__WHAT IS REQUIRED__.
How many lines in the data below include the word "boat"? Respond with the number, nothing more.

BEGIN PROVIDED RECORDS

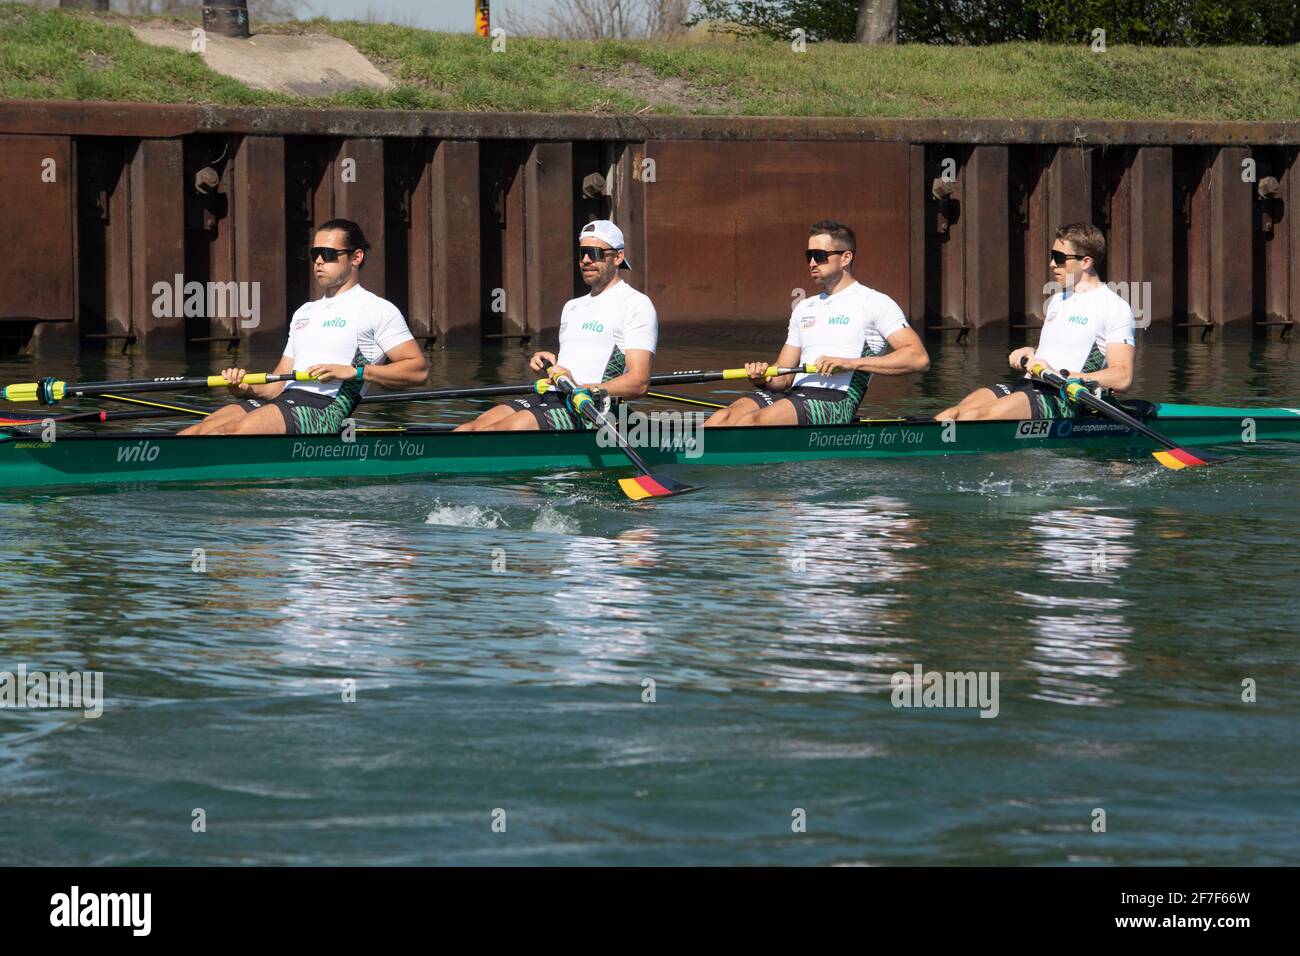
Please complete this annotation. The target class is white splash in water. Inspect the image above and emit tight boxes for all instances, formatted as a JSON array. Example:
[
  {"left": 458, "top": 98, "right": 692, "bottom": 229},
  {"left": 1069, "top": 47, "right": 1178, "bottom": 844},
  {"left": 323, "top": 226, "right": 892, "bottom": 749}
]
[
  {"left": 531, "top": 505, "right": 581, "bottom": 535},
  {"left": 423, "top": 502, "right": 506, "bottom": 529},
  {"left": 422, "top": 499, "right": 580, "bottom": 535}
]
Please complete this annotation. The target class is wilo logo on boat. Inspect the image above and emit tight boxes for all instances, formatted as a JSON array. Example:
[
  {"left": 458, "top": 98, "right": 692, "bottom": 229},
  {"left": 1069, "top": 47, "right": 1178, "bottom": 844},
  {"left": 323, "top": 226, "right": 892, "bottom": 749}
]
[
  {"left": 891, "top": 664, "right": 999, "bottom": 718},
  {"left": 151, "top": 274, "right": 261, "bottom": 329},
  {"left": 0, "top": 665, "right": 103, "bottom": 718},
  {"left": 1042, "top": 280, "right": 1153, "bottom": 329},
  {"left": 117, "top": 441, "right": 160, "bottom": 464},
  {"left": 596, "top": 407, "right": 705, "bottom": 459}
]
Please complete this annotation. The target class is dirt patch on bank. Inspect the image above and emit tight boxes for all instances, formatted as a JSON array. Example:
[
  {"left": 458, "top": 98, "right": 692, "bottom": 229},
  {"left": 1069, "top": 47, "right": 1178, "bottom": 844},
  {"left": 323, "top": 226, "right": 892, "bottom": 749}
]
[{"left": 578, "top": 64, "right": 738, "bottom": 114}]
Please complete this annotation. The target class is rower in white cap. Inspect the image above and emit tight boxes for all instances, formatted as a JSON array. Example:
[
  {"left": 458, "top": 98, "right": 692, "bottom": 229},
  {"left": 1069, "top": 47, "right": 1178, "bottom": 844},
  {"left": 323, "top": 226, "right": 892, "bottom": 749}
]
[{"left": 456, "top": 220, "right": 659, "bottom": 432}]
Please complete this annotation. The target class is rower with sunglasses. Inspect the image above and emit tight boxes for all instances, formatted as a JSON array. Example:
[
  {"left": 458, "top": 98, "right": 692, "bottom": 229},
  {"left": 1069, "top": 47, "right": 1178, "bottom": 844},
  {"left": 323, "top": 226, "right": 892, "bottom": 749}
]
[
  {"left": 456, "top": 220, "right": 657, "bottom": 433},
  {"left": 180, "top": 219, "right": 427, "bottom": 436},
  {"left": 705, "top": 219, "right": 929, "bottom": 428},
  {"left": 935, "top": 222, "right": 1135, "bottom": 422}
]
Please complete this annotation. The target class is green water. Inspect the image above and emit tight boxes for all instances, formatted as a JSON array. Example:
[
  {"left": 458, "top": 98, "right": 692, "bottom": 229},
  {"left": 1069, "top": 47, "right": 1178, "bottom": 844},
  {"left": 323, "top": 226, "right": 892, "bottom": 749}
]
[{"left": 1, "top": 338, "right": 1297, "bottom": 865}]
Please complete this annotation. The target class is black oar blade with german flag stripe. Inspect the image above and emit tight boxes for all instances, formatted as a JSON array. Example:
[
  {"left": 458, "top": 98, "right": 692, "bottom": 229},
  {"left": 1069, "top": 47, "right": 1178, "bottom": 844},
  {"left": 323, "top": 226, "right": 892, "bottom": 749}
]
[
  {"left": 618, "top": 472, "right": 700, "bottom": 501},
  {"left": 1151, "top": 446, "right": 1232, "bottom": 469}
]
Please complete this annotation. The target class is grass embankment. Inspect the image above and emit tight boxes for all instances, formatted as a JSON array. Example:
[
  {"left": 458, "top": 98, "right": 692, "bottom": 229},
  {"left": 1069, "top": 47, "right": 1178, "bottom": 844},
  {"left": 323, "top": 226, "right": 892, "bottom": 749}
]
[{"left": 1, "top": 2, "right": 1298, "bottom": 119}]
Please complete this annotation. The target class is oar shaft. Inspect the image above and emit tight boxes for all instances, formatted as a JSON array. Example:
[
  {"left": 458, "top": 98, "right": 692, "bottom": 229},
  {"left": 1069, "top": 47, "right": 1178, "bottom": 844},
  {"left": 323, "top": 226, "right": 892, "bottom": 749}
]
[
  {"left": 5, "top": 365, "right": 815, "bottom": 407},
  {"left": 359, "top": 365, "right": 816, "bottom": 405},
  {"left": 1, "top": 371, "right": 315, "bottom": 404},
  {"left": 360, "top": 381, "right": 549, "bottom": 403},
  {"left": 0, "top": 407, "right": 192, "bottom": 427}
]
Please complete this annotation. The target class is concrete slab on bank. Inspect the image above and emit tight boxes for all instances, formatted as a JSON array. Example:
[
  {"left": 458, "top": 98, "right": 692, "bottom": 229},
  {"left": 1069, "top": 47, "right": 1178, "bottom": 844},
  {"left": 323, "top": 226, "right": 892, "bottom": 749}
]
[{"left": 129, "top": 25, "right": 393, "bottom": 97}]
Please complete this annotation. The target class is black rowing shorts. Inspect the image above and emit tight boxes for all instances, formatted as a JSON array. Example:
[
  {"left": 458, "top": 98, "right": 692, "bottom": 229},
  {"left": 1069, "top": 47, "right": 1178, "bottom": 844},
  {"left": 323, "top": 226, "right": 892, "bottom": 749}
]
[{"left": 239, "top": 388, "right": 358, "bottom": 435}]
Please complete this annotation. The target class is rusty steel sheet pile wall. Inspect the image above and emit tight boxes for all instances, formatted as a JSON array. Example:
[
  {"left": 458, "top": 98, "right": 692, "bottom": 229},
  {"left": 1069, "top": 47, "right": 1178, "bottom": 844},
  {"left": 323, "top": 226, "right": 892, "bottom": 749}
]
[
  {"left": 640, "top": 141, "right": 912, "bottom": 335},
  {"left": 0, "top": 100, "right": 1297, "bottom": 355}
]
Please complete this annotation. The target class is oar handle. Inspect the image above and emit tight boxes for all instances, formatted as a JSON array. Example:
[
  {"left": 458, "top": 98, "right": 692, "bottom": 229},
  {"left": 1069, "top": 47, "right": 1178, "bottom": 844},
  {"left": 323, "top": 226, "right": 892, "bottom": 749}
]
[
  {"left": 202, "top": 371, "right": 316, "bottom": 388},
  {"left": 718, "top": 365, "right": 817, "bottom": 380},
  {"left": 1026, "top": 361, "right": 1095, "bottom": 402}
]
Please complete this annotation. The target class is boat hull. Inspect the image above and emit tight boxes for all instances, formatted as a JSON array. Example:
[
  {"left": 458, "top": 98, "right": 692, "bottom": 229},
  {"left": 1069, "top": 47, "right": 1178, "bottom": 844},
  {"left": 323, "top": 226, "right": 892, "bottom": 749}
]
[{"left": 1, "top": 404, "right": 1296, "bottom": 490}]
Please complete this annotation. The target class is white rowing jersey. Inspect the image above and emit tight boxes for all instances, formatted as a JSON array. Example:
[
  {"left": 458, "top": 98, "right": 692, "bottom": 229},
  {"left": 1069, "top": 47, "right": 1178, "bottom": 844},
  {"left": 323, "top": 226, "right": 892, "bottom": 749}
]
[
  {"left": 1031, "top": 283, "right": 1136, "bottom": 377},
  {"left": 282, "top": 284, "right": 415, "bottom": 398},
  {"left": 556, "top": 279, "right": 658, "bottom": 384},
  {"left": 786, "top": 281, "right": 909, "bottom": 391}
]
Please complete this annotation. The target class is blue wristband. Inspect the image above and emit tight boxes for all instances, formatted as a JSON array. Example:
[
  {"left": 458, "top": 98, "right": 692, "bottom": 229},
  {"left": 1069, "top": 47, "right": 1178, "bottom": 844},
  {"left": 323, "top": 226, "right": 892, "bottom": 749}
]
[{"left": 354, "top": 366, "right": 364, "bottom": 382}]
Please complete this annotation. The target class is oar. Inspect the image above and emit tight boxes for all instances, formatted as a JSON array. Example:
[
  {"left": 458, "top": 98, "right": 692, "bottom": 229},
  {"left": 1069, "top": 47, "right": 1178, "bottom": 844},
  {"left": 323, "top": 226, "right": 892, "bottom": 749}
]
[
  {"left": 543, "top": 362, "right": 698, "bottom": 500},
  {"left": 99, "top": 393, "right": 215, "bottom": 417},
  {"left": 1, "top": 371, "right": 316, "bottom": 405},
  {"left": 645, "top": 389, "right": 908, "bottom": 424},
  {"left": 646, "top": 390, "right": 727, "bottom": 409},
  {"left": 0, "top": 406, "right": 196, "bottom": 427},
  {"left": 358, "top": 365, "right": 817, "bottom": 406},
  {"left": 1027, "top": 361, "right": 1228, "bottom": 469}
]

END PROVIDED RECORDS
BEGIN PROVIDED RECORDS

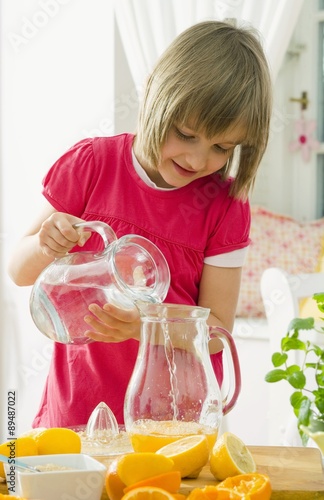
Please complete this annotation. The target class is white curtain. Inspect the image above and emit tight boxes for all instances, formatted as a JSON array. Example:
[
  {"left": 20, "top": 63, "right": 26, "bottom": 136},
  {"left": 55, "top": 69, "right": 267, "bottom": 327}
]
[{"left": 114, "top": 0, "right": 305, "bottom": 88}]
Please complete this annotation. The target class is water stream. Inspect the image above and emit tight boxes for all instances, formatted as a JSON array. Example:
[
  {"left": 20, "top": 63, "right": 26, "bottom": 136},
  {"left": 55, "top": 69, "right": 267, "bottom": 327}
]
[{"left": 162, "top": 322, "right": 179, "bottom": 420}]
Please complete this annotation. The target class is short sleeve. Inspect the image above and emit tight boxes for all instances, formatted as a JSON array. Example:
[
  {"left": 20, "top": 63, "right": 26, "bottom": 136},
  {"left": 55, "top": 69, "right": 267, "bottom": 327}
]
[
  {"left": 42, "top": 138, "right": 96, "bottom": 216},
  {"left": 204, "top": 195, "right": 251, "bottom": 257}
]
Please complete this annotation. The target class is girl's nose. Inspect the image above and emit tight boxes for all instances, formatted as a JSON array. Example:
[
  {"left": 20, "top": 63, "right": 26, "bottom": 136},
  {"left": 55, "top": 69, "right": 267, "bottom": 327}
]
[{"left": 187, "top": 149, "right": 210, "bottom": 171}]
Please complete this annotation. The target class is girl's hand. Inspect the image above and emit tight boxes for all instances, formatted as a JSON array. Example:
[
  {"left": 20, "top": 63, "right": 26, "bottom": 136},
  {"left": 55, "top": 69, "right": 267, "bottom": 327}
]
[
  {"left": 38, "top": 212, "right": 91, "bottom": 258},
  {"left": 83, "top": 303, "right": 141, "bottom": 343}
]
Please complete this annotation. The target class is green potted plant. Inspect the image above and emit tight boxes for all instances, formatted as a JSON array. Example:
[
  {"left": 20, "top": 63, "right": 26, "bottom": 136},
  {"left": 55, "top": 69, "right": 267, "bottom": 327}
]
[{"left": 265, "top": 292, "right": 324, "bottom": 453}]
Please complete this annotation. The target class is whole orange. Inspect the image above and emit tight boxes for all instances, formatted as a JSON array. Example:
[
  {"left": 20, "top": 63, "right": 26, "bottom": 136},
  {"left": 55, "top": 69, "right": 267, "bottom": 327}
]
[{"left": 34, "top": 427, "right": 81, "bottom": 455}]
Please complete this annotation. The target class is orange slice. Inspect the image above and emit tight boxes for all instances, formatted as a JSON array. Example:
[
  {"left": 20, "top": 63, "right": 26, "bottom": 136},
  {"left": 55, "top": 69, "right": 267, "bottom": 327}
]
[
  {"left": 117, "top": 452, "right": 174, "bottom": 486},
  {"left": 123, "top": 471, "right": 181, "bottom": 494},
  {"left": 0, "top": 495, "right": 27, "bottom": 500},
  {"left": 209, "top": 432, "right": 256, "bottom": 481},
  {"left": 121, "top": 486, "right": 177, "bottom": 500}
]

END PROVIDED RECORDS

__EXERCISE RESPONSE__.
2